** begin DATA FOR THIS EXERCISE **
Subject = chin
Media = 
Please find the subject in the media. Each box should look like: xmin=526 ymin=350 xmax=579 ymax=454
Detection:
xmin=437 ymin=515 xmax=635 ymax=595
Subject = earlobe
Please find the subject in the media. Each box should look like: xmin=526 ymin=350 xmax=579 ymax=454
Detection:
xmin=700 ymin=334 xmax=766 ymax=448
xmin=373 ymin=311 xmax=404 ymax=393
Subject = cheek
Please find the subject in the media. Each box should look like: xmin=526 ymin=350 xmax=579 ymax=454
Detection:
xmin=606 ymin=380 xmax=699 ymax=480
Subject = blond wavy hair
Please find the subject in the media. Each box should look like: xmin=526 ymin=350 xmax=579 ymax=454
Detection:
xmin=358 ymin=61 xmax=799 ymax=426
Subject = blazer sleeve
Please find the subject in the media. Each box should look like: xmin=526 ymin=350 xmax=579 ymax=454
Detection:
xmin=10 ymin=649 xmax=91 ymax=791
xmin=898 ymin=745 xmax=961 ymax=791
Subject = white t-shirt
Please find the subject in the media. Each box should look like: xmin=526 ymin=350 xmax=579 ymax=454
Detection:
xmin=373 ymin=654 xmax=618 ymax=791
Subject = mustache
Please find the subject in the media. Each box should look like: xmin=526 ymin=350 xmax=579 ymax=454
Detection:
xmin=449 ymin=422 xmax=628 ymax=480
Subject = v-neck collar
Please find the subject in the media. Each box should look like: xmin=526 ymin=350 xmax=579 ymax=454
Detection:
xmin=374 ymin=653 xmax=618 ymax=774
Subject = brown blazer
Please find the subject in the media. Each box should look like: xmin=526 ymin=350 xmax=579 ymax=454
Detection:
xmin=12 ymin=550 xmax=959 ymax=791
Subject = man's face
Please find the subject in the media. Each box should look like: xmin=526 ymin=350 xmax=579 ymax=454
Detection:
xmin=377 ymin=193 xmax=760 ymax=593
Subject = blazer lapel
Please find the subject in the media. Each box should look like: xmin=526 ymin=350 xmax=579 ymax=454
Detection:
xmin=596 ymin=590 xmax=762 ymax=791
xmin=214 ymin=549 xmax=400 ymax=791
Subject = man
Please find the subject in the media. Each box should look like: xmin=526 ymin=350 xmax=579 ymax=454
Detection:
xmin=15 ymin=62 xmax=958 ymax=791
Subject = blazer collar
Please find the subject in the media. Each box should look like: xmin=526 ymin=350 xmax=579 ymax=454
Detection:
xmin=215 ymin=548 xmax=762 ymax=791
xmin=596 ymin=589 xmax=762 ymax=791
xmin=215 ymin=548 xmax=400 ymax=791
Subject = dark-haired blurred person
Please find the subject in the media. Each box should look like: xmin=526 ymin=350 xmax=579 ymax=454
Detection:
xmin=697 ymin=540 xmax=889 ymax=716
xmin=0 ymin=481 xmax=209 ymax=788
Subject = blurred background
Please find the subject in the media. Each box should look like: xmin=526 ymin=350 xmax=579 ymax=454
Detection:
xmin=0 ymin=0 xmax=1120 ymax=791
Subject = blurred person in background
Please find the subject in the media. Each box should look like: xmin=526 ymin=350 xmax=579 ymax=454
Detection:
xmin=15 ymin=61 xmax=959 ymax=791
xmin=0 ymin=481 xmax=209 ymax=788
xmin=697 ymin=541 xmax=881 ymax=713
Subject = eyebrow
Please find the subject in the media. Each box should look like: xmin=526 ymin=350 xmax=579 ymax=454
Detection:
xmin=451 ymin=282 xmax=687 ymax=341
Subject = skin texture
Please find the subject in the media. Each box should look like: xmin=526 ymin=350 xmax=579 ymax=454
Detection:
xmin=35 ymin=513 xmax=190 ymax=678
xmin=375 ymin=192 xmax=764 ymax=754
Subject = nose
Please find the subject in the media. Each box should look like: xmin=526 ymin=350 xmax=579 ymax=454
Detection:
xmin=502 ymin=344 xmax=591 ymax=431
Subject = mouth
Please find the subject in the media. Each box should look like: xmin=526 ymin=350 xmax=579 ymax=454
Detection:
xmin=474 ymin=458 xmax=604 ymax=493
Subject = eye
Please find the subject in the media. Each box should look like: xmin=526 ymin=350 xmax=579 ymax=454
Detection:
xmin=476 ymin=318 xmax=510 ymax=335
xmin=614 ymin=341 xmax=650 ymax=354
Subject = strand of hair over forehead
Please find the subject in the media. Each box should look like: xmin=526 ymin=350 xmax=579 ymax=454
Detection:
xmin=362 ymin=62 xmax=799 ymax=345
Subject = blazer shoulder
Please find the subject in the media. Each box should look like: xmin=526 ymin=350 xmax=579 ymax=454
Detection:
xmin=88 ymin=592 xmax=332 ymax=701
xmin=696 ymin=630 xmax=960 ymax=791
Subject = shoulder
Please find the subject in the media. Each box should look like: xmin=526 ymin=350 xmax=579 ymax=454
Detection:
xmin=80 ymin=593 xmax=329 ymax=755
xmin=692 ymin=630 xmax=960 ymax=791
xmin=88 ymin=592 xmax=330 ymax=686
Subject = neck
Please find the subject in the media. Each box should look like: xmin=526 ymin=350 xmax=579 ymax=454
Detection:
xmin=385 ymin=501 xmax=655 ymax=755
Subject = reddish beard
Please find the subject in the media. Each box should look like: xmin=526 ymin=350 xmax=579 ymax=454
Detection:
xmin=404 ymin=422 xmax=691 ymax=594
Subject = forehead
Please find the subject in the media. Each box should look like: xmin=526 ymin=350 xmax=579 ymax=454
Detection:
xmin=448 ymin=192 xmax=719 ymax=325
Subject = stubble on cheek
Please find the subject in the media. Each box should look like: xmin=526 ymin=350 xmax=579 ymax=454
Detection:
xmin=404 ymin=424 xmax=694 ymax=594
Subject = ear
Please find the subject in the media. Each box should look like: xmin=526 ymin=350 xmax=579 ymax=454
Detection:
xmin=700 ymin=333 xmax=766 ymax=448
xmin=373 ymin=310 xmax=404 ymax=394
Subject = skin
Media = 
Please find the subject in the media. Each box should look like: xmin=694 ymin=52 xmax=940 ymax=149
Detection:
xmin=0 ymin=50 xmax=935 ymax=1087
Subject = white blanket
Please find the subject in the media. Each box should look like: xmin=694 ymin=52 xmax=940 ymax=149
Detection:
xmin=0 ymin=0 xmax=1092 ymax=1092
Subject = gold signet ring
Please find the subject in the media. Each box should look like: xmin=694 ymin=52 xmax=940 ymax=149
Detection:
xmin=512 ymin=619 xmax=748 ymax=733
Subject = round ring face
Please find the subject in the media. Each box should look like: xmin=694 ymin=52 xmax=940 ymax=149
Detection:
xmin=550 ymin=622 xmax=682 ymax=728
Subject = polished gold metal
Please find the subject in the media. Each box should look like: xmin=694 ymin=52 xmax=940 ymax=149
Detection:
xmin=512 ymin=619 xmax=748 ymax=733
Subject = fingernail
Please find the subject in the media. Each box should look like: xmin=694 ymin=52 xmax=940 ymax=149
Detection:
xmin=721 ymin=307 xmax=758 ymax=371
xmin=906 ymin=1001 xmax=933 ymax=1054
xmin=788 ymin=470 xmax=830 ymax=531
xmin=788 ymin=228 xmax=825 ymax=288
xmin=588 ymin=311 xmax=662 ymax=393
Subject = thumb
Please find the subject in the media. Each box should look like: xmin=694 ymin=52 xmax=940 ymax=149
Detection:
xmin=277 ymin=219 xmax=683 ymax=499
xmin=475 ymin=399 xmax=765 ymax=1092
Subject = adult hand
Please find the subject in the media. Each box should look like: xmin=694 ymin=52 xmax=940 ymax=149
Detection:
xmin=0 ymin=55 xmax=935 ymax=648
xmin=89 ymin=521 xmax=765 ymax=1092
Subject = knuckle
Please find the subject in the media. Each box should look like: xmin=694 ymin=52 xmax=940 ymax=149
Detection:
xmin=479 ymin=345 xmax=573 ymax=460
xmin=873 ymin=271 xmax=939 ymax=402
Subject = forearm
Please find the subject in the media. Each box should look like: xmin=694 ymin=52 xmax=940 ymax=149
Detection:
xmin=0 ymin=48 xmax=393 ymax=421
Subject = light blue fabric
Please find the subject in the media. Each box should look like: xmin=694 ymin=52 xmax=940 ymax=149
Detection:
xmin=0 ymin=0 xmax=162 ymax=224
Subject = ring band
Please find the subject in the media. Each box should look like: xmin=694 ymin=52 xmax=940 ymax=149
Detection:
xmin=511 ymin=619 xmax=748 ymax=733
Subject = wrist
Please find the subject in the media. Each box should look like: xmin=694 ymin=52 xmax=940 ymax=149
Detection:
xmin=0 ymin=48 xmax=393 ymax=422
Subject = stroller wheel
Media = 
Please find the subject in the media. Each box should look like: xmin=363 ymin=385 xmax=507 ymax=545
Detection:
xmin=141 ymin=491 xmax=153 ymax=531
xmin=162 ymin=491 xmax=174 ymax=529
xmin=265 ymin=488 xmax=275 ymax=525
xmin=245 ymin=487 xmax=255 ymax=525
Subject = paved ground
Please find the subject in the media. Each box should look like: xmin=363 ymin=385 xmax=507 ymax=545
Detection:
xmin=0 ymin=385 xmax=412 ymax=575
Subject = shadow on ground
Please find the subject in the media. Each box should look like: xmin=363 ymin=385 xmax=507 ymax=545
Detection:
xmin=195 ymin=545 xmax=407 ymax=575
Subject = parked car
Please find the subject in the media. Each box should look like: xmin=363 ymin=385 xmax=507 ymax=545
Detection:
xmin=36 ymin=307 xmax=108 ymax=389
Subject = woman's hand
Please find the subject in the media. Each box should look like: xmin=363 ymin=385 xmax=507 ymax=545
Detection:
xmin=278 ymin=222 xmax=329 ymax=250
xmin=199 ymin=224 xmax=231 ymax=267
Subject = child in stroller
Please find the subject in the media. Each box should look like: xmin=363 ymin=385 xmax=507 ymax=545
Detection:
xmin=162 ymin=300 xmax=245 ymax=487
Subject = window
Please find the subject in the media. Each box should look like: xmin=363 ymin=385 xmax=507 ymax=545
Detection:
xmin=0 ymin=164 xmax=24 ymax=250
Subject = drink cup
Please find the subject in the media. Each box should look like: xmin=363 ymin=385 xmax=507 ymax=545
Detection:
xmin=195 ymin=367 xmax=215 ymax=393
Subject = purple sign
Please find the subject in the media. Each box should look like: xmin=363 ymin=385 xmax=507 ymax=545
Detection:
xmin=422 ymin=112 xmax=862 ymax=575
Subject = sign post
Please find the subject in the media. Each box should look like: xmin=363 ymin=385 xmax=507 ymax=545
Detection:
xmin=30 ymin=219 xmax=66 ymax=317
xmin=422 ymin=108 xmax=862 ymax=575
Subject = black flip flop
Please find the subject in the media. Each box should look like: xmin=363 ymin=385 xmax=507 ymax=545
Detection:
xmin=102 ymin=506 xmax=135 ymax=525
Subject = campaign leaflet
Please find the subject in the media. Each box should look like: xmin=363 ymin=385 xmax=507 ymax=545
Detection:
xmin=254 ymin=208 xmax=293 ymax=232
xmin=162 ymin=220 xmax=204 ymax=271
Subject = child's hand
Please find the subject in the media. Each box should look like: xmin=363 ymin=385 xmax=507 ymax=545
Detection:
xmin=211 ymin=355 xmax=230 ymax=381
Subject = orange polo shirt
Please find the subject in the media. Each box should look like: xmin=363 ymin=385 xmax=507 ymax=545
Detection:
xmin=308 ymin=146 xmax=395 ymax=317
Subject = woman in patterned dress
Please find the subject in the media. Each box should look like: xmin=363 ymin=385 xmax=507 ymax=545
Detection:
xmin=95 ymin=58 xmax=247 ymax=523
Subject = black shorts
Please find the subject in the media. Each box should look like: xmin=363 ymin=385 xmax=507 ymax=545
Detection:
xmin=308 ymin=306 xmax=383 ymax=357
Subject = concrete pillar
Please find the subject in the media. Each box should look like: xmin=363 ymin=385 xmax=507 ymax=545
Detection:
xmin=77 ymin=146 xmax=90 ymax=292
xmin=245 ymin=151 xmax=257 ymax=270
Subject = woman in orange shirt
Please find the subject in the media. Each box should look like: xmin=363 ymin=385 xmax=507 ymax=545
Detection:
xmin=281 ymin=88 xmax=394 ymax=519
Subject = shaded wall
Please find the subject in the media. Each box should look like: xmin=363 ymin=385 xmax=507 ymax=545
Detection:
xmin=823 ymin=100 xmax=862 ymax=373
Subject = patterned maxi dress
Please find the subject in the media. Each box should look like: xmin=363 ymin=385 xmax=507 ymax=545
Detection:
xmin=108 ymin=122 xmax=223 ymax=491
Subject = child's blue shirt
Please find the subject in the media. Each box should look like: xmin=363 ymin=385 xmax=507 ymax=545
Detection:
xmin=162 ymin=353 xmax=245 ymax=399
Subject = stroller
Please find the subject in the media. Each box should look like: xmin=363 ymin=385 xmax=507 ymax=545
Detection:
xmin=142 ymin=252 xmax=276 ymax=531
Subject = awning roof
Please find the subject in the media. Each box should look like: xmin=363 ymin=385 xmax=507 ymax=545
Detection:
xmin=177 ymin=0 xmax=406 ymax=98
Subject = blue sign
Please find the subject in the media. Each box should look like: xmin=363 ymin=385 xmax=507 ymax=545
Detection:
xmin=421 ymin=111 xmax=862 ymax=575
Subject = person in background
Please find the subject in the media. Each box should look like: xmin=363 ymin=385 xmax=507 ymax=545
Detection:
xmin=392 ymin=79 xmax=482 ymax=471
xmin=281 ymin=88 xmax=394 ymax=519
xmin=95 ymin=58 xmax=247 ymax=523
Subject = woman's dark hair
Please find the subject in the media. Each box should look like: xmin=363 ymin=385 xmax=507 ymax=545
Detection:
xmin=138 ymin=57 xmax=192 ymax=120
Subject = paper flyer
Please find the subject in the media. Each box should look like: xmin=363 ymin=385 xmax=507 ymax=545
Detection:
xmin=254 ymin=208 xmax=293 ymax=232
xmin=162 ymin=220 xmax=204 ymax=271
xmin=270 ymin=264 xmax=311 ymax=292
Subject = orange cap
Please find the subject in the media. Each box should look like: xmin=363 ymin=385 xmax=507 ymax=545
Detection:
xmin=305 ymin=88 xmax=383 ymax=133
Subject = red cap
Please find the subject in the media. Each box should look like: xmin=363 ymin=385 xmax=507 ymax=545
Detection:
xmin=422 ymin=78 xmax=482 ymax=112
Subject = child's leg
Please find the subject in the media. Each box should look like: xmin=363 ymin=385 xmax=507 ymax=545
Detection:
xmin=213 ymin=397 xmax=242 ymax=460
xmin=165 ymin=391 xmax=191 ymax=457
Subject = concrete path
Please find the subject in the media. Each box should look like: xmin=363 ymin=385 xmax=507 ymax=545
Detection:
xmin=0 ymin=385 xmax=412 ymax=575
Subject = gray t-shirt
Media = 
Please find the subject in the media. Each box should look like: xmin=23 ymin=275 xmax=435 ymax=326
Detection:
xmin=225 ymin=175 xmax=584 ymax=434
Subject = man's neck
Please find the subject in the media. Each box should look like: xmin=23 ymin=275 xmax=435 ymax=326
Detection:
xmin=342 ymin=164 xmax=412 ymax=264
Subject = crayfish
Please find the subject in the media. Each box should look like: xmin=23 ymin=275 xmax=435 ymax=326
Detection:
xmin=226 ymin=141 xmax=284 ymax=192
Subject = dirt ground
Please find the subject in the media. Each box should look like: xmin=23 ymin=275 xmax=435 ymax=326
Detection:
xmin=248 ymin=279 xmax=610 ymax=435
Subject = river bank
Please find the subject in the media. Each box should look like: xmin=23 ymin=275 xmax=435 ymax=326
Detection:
** end DATA FOR THIS EXERCISE **
* _SET EXERCISE_:
Rescale the rows between the lines holding "Subject = patterned maxi dress" and "xmin=422 ymin=78 xmax=482 ymax=112", inclusive, by writing out every one of those lines again with the requests included. Multiply each box coordinate in the answers by 2 and round it to a whole number, halves up, but leave the sample boxes in the requests unchanged.

* _COMPLETED EXERCISE_:
Subject = patterned maxi dress
Please find the subject in the media. Each box should look like: xmin=363 ymin=385 xmax=507 ymax=545
Detection:
xmin=216 ymin=244 xmax=446 ymax=982
Subject = child's blue shirt
Please find the subject in the media. Each box should look like: xmin=363 ymin=385 xmax=507 ymax=545
Detection:
xmin=324 ymin=706 xmax=490 ymax=798
Subject = stroller
Please find the subject in the media. Each box should look like: xmin=363 ymin=385 xmax=507 ymax=545
Detection:
xmin=284 ymin=504 xmax=552 ymax=1062
Subject = awning roof
Please find the subject in the media. Each box should look like: xmin=363 ymin=385 xmax=507 ymax=545
Detection:
xmin=354 ymin=0 xmax=812 ymax=196
Subject = blue sign
Please find the subject in the media. Each box should look like: xmin=363 ymin=385 xmax=507 ymax=545
Detection:
xmin=842 ymin=222 xmax=1724 ymax=1150
Subject = person in background
Please find the subject in the media. Each box should look like: xmin=363 ymin=385 xmax=507 ymax=545
Detection:
xmin=784 ymin=158 xmax=964 ymax=942
xmin=562 ymin=176 xmax=788 ymax=1038
xmin=190 ymin=116 xmax=494 ymax=1046
Subject = woman's dark hair
Please find the subject in the media. Each box should look like: xmin=363 ymin=385 xmax=507 ymax=545
Detection:
xmin=276 ymin=114 xmax=384 ymax=240
Subject = paper flyer
Please find the subject in the media. Each box should look like: xmin=363 ymin=385 xmax=507 ymax=545
Detection:
xmin=508 ymin=416 xmax=586 ymax=464
xmin=324 ymin=440 xmax=408 ymax=542
xmin=540 ymin=528 xmax=622 ymax=584
Subject = orange cap
Please find the subject in the media. Each box should look like: xmin=363 ymin=385 xmax=507 ymax=545
Detection:
xmin=610 ymin=176 xmax=766 ymax=266
Subject = red cap
Please find the subject in the media. Each box should look like: xmin=363 ymin=385 xmax=507 ymax=545
Detection:
xmin=844 ymin=156 xmax=964 ymax=224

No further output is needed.